• **Required action**
All entries shown below must be given again word for word.

• **Recorded data**
================

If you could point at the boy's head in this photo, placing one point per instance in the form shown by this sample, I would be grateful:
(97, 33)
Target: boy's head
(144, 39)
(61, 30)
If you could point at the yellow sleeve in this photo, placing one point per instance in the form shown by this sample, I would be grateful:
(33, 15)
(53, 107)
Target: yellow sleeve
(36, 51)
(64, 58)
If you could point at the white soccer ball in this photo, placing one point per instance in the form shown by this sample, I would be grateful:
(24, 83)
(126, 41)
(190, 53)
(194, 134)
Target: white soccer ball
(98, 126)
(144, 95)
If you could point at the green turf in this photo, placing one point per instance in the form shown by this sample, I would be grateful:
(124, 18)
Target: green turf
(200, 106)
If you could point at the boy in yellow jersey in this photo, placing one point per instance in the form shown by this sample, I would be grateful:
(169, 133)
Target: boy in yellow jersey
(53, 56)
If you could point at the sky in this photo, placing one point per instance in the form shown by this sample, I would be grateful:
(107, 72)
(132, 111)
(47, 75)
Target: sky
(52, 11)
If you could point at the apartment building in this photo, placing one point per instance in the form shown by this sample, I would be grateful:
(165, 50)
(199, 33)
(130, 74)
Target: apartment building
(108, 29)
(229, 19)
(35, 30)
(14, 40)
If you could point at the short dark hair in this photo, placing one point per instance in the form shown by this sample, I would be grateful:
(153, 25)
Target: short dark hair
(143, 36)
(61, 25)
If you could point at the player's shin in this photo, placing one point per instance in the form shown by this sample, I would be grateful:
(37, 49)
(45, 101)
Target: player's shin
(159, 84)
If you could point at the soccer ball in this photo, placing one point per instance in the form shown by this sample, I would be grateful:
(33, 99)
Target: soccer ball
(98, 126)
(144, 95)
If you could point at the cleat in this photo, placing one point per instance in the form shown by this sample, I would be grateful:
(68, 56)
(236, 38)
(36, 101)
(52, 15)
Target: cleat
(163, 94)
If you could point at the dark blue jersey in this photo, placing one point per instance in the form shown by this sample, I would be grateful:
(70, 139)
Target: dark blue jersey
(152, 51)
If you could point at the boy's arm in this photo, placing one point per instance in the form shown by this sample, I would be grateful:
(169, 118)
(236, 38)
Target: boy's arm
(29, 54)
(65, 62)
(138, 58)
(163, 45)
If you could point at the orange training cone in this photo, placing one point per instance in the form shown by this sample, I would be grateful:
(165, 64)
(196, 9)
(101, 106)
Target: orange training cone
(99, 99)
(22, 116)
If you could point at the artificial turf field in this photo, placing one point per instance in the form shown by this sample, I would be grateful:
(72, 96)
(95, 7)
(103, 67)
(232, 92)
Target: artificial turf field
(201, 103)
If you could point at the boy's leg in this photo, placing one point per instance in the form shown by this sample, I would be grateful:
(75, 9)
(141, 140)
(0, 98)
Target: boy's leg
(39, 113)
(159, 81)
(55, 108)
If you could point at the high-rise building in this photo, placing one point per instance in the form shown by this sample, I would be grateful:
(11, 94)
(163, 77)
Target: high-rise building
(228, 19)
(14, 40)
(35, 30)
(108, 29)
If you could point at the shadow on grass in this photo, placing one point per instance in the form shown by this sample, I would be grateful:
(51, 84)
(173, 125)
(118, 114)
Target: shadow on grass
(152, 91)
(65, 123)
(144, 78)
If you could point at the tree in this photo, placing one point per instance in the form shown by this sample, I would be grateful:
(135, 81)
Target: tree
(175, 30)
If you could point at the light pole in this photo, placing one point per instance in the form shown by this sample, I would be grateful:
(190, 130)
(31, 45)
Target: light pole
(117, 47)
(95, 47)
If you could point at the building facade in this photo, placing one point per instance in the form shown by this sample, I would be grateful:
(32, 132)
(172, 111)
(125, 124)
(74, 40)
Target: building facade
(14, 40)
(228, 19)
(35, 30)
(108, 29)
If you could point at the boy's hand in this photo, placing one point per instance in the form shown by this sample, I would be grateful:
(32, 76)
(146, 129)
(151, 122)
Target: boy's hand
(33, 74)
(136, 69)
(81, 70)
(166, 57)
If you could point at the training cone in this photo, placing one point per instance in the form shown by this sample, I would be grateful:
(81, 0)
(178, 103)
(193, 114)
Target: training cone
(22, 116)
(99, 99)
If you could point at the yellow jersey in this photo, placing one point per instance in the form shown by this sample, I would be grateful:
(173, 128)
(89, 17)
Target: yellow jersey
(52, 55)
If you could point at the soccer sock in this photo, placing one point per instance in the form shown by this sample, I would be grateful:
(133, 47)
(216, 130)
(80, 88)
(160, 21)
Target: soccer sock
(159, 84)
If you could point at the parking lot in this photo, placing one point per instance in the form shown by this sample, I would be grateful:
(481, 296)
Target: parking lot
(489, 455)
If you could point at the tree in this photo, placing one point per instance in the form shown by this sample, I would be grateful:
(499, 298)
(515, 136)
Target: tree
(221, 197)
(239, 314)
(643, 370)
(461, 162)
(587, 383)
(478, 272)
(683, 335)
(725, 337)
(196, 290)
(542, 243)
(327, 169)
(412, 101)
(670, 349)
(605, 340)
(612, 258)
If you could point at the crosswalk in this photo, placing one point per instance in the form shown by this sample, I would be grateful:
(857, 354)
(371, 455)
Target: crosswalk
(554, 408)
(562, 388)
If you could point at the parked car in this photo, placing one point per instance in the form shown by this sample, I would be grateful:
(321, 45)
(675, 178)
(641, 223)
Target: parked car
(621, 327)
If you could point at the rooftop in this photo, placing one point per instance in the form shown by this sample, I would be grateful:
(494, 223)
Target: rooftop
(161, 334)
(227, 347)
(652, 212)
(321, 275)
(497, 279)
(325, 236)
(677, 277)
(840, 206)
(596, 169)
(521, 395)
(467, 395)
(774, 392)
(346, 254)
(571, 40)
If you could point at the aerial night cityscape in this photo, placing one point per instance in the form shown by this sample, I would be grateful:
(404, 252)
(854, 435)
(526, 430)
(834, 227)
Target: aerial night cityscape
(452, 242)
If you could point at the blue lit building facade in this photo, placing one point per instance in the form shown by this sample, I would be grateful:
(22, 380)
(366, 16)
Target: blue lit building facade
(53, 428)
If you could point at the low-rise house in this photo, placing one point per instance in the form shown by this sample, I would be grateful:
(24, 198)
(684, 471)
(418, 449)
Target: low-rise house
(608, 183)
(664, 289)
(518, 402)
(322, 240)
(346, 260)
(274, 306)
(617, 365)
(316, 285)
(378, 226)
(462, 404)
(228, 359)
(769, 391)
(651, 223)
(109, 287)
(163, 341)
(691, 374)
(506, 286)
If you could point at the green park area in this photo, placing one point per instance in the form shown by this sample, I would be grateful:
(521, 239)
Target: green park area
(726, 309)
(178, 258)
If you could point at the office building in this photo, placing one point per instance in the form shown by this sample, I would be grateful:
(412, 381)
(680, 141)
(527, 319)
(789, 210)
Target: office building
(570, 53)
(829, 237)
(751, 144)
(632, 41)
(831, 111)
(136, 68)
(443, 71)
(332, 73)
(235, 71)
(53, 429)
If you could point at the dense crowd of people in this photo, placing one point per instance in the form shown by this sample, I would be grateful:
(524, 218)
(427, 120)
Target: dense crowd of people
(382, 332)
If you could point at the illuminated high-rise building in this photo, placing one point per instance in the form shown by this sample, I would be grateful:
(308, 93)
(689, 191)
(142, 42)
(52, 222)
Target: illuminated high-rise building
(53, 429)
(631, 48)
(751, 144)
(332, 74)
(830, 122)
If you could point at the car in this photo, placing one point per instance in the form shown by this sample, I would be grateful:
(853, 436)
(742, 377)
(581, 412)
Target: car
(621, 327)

================

• **Exercise response**
If you could point at the boy's head in this photo, placing one point per instance in the form shown by this sample, I would be grateful:
(97, 33)
Target: boy's head
(144, 39)
(61, 30)
If you could point at the yellow sleeve in this photo, placing one point per instance in the form shown by this sample, I would be grateful:
(33, 15)
(53, 107)
Target: yellow sleeve
(36, 51)
(64, 58)
If you could point at the white soccer ball in this photo, placing one point per instance in the form shown by this sample, I would be grateful:
(24, 83)
(126, 41)
(190, 53)
(194, 134)
Target: white soccer ball
(98, 126)
(144, 95)
If you could point at the green turf in this photo, placing one point per instance in the form shown by this sample, I would be grateful:
(124, 18)
Target: green turf
(200, 106)
If you could point at the boy in yellow jersey in this photo, placing one point per instance in the form shown by this sample, I would be grateful:
(169, 133)
Target: boy in yellow jersey
(53, 56)
If you could point at the sky in this photo, placing one point per instance in the form shown by this sample, I would be grateful:
(107, 72)
(132, 111)
(47, 75)
Target: sky
(52, 11)
If you could point at the apartment building in this photo, placing one point per instance in the form shown by this sample, I would be grateful:
(165, 50)
(199, 33)
(130, 74)
Target: apartment building
(108, 29)
(229, 19)
(35, 30)
(14, 40)
If you could point at the short dark hair in this photo, placing one point per instance in the form shown by this sample, I would be grateful:
(153, 25)
Target: short dark hair
(143, 36)
(61, 25)
If you could point at the player's shin in this photo, placing one point per instance in the form shown by this sample, I would be grateful:
(37, 49)
(45, 101)
Target: player's shin
(159, 84)
If you could point at the soccer ball in this photo, placing one point per instance in the form shown by this sample, I would be grateful:
(33, 99)
Target: soccer ball
(98, 126)
(144, 95)
If you could point at the cleat in this photo, placing one point per instance in the form shown by this sample, I would be grateful:
(68, 56)
(236, 38)
(36, 101)
(52, 15)
Target: cleat
(163, 94)
If you could point at the dark blue jersey in this photo, placing one point per instance in the form shown by this sample, I would be grateful:
(70, 139)
Target: dark blue jersey
(152, 51)
If you could point at the boy's arm in this photo, placing one point per instance in the form shown by this sample, I would be grateful:
(169, 118)
(236, 38)
Target: boy's arm
(29, 54)
(65, 62)
(138, 58)
(163, 45)
If you could point at the orange training cone in this photo, placing one point per instance in the form shown by this sample, I would be grateful:
(165, 64)
(196, 9)
(101, 106)
Target: orange training cone
(99, 99)
(22, 116)
If you could point at the artificial turf field in this photo, placing one point per instance in the form shown by this sample, I would be grateful:
(72, 96)
(95, 7)
(103, 67)
(232, 92)
Target: artificial turf field
(201, 103)
If you could point at the boy's leg in this photo, placing one point per instance in the form shown by this sample, I would be grateful:
(75, 9)
(141, 140)
(0, 98)
Target: boy's leg
(39, 113)
(159, 81)
(55, 108)
If you could point at the high-rise building in this photo, placing one point per instance in the form shown by this sample, I would be grateful:
(11, 94)
(163, 77)
Target: high-rise building
(228, 19)
(14, 40)
(35, 30)
(108, 29)
If you could point at the shadow on grass in this photo, placing one point per instance in the form shown by this sample, I would be grateful:
(51, 84)
(173, 125)
(118, 114)
Target: shadow on grass
(152, 91)
(65, 123)
(144, 78)
If you could point at the tree in this photo, placing one point per instance in the form shown by this sample, I would be grateful:
(135, 81)
Target: tree
(175, 30)
If you could point at the light pole in this photo, placing one point per instance in the form shown by this sample, I would be grateful:
(190, 130)
(31, 45)
Target: light pole
(117, 47)
(95, 47)
If you could point at the building facade in this photo, placing one point per instance in the form shown by this sample, I would be grateful:
(32, 132)
(172, 111)
(125, 124)
(74, 40)
Target: building facade
(14, 40)
(228, 19)
(35, 30)
(108, 29)
If you could point at the boy's hand in this photo, placing one point per instance in the form shown by this sample, I would be grateful:
(32, 76)
(146, 129)
(151, 122)
Target: boy's hand
(33, 74)
(136, 69)
(81, 70)
(166, 57)
If you could point at the training cone in this photo, placing one point per instance in the form shown by this sample, I would be grateful:
(81, 0)
(178, 103)
(193, 114)
Target: training cone
(22, 116)
(99, 99)
If you could point at the yellow jersey in this photo, placing one point per instance in the form shown by this sample, I would be grateful:
(173, 128)
(89, 17)
Target: yellow jersey
(52, 55)
If you could point at the soccer sock in this photo, placing one point per instance in the form shown by this sample, I would be grateful:
(133, 47)
(216, 130)
(80, 88)
(160, 21)
Target: soccer sock
(159, 84)
If you could point at the parking lot in this photo, placing one point per instance in the form shown by this sample, I would be grateful:
(481, 296)
Target: parking lot
(489, 455)
If you could point at the tree in this photo, placing one point per instance in the form shown by this sample, I would be grateful:
(499, 298)
(515, 136)
Target: tree
(221, 197)
(239, 314)
(643, 370)
(461, 162)
(587, 383)
(478, 272)
(683, 335)
(725, 337)
(196, 290)
(542, 243)
(327, 169)
(412, 101)
(670, 349)
(605, 340)
(612, 258)
If you could point at the crosswalk in this photo, placing one point per instance in the form shown by this sample, I would be grateful:
(857, 354)
(371, 455)
Target: crosswalk
(554, 408)
(562, 388)
If you could point at the parked car in this photo, placing one point per instance in the form shown by this sample, I would be grateful:
(321, 45)
(675, 178)
(641, 223)
Target: parked car
(621, 327)
If you could point at the rooftop in this photo, placing one point per instance in the form shown by this sample, I would be grateful:
(494, 223)
Target: rooftop
(161, 334)
(227, 347)
(652, 212)
(321, 275)
(497, 279)
(325, 236)
(677, 277)
(840, 206)
(596, 169)
(521, 395)
(467, 395)
(774, 392)
(346, 254)
(571, 40)
If you could point at the aerial night cityscape in this photo, placing one point per instance in the form shown by this sample, I would be grateful:
(404, 252)
(854, 435)
(526, 430)
(834, 227)
Target: aerial night cityscape
(452, 242)
If you could point at the blue lit building facade in this photo, placing one point per instance in the form shown by this sample, I would be grateful:
(22, 380)
(366, 16)
Target: blue lit building facade
(53, 428)
If you could point at the low-rise house in this photo, placing one point per instance in the form shown by this sample, I would be grateful:
(24, 198)
(684, 471)
(418, 449)
Target: low-rise house
(608, 183)
(664, 289)
(518, 402)
(322, 240)
(346, 260)
(274, 306)
(617, 365)
(316, 285)
(378, 226)
(462, 404)
(228, 359)
(769, 391)
(651, 223)
(109, 287)
(163, 341)
(691, 374)
(506, 286)
If you could point at the green park area in this photo, placing one point per instance in the form shown by this sample, I would be grateful:
(521, 239)
Target: green park area
(726, 309)
(178, 258)
If you could point at the office building in this photo, placing one point per instance in the form shown by this sample, I would be grateful:
(412, 381)
(680, 141)
(527, 319)
(789, 210)
Target: office building
(570, 53)
(829, 237)
(751, 144)
(632, 41)
(831, 111)
(136, 68)
(443, 71)
(332, 73)
(235, 71)
(53, 429)
If you could point at the dense crowd of people in this photo, placing one point per instance in the form shown by this sample, I would be grateful:
(524, 218)
(427, 120)
Target: dense crowd of people
(382, 332)
If you could point at the illuminated high-rise building in this photo, placing one point per instance in the form shown by this sample, I would be grateful:
(308, 93)
(689, 191)
(142, 42)
(52, 222)
Target: illuminated high-rise building
(53, 429)
(631, 48)
(751, 144)
(332, 74)
(830, 122)
If you could point at the car in this photo, placing one point per instance in the form shown by this sample, I would be grateful:
(853, 436)
(742, 377)
(581, 412)
Target: car
(621, 327)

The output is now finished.